** DESCRIPTION OF THE TASK **
Only the lines starting at the one that contains "Target: wooden post" and running to the end should be repeated, exactly as written.

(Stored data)
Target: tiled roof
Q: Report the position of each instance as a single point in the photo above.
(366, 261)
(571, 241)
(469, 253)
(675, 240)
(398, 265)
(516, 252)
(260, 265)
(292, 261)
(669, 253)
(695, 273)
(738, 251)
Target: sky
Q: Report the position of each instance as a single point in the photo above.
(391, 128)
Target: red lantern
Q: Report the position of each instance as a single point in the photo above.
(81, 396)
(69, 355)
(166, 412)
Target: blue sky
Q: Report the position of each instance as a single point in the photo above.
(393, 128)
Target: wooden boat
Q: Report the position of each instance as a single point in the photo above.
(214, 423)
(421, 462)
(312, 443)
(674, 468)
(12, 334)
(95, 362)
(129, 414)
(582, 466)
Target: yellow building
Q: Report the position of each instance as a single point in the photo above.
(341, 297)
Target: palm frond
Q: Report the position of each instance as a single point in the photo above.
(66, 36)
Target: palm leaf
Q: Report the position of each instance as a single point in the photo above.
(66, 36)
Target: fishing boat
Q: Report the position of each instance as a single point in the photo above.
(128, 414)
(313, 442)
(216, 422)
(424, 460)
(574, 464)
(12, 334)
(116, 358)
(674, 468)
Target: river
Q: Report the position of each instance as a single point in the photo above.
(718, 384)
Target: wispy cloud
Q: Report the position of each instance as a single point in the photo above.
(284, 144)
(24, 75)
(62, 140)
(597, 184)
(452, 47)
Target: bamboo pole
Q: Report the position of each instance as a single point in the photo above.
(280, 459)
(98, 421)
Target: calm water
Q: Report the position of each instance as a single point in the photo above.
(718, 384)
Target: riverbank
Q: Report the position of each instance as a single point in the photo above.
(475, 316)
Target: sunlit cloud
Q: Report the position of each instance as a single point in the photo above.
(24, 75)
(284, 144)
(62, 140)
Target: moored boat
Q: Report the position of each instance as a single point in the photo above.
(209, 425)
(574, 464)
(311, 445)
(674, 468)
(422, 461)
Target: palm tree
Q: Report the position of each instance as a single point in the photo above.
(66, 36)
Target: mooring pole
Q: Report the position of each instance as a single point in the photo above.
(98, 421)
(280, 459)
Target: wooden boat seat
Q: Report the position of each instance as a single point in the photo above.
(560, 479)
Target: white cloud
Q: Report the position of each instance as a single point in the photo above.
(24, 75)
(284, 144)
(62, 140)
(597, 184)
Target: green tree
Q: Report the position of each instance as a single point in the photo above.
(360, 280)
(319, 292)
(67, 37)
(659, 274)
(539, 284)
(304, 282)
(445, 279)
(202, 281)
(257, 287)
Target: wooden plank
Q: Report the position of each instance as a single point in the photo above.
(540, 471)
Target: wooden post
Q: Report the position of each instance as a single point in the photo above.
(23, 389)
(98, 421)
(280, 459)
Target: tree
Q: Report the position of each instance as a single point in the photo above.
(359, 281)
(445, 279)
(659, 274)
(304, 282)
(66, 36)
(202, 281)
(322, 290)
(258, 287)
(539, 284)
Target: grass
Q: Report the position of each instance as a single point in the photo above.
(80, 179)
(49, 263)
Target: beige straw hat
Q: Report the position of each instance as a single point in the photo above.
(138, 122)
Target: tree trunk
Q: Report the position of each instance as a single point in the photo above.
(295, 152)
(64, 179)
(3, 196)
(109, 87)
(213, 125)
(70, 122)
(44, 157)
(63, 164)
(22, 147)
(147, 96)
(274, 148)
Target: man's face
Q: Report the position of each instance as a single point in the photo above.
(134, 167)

** ANSWER TO THE TASK **
Target: wooden post
Q: Report the position of each instance as a single point in the photo above.
(23, 389)
(98, 421)
(280, 459)
Target: tree
Q: Report the position of each instance as a single point in the photo above.
(359, 281)
(445, 279)
(659, 274)
(304, 282)
(66, 36)
(202, 281)
(322, 290)
(258, 287)
(539, 284)
Target: grass
Q: Report the position of each instance as a single point in the photo above.
(80, 179)
(49, 263)
Target: beige straw hat
Q: Report the position of each instance as a single point in the photo above.
(138, 122)
Target: tree trunk
Q: Report the position of each instance as a single point in the photo above.
(295, 152)
(64, 179)
(3, 196)
(109, 87)
(213, 125)
(70, 122)
(44, 157)
(63, 164)
(22, 147)
(147, 96)
(274, 148)
Target: man's face
Q: Report the position of each instance as a single point in the photo above.
(134, 167)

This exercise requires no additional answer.